Activity - Please copy the data below exactly; none of the pictures in it belong in the copy.

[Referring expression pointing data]
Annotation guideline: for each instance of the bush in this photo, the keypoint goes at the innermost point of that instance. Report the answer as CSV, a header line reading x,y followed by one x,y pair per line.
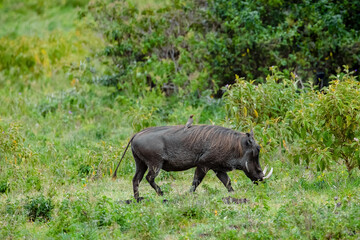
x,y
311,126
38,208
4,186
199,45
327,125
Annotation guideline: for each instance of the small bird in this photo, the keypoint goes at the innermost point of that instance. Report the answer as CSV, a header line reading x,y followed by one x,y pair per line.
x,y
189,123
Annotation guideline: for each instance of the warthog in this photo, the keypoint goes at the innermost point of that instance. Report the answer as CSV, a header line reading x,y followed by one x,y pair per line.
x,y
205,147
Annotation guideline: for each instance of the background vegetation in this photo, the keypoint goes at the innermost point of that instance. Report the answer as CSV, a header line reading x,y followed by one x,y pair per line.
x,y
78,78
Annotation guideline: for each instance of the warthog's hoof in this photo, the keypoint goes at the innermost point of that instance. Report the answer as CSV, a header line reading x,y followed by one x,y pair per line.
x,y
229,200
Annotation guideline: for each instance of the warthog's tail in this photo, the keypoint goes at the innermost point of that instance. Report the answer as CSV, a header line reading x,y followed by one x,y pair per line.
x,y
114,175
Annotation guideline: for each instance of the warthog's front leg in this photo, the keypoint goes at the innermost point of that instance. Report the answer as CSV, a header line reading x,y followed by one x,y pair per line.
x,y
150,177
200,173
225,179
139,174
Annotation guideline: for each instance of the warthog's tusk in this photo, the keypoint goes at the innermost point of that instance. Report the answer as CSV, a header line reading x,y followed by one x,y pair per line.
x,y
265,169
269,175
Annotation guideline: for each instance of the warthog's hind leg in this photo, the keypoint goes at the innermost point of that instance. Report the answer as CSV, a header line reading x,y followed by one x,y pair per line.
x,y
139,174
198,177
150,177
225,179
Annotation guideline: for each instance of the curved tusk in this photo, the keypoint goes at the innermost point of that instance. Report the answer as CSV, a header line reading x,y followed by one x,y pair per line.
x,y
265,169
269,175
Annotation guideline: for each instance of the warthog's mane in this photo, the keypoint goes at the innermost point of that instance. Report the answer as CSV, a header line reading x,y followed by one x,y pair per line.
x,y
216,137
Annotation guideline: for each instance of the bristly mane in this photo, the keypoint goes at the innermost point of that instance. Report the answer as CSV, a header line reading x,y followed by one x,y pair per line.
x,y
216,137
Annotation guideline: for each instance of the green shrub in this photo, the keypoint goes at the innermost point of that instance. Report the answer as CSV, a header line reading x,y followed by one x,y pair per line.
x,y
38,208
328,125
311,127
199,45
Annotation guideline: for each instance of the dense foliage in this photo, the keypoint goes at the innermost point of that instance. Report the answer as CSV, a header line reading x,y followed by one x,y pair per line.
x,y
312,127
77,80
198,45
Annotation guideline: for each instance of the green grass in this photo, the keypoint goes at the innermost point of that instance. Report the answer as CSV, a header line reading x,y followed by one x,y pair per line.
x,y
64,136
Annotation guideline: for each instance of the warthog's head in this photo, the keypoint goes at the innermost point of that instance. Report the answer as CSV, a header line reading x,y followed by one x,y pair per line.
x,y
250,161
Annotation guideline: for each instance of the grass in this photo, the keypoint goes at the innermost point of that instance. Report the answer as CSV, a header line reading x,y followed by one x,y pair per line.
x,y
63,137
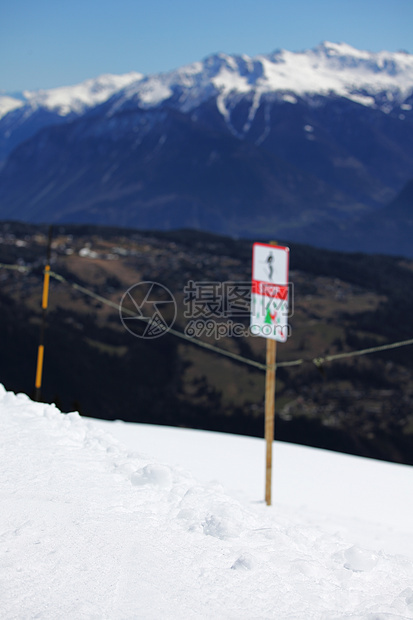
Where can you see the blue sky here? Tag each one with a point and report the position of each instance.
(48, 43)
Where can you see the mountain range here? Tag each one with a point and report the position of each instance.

Output -
Annotation guideline: for each instance of the bush in this photo, the keypoint goes at the innermost point of that instance. Report the answer as CSV, a header line reading x,y followed by one x,y pair per line.
x,y
311,126
38,208
4,186
199,45
327,125
Annotation guideline: for each instance of the small bird in this photo, the keypoint goes at the innermost point of that instance. Report the answer as CSV, a header line reading x,y followed by one x,y pair per line.
x,y
189,123
Annotation guideline: for each instance of the warthog in this photo, the keypoint goes at the innermost point of that instance. Report the answer as CSV, a header line reading x,y followed by one x,y pair per line.
x,y
205,147
Annotation guideline: for each instance of the background vegetation in this photo, the keypoint goes at the innermost point of that instance. Report the answer as CSV, a header line reading x,y followed by one x,y pair per line.
x,y
78,78
Annotation guideline: for each instance of the warthog's hoof in this photo, the keypoint goes at the innermost point of that instance. Report the answer as CSV, a header line reading x,y followed by one x,y pair per line.
x,y
229,200
Annotation guideline: for each instance of the warthog's tail in this photo, the keypoint goes at the innermost point of that instance. Report the answer as CSV, a header line reading x,y followed by one x,y pair per line.
x,y
114,175
Annotation guideline: for each instance of the warthog's front leg in this photo, the keypoint goes at the innermost point of that instance. Report the answer as CSV, a header line reading x,y followed by one x,y pair per line.
x,y
150,177
200,173
225,179
139,174
Annotation guideline: for each instance of the warthog's tusk in this photo, the keypoint goes at the innermost point of that instance. Report the answer as CSV, a header line reading x,y followed by one x,y pair per line.
x,y
265,169
269,175
Annotation guideline: for each instance of the warthog's hind leg in this photo, the keypoint goes at the innermost point of that instance. Report the answer as CSV, a header line reading x,y followed by one x,y pair per line.
x,y
139,174
198,177
150,177
225,179
Annotation guideline: for each instance of the curved tusk in this photo, the keypoint goes at the innermost point of that instance. Report the answer as CSV, a header line reading x,y followed by one x,y pair per line.
x,y
265,169
269,175
Annotation guideline: for each instance of the warthog's mane in this photo, the keypoint goes at the innermost point of that instance. Report the answer as CSV, a header line reading x,y followed by one x,y pair per line.
x,y
216,137
Annotation guideline: for each instance of the bristly mane in this photo, the keypoint goes at the innermost point of that instance. Report the answer as CSV, a header line reading x,y followed by one x,y pair per line.
x,y
216,137
Annotation guideline: for each instance of the green shrub in this photo, the keypoint goes at the innermost point of that instance. Report the answer as CSV, a header line reading x,y followed by one x,y pair per line.
x,y
38,208
328,125
311,127
199,45
Annotation guideline: for each instance of the dense foliage in this photo, the keypoint goes at the innermost point of that instance. Report the answer as CSV, a header line reading x,y followed by one x,y pair per line.
x,y
312,127
77,80
198,45
Annotation guideline: for each instance of the green grass in this photo, the keypoint goes at the innermost point of that instance. Report the answer as CSV, a header line reading x,y followed by one x,y pair per line.
x,y
64,136
Annotation guideline: for each instance of the warthog's head in this photo, the keypoint goes at the innermost point of that instance. Report the answer as CSV, a header line reading x,y followed by one x,y pair per line.
x,y
250,161
Annotation guideline: for each instance of the grass in this photo, the keypoint goes at the innermost point of that instance. Report the answer as CSV, a header line reading x,y followed by one x,y pair per line.
x,y
63,137
Where can you see the blue sky here? Tag each one with a point and report the position of each instance.
(48, 43)
Where can you see the mountain range here? Tag each one with a point and report the position of each instance.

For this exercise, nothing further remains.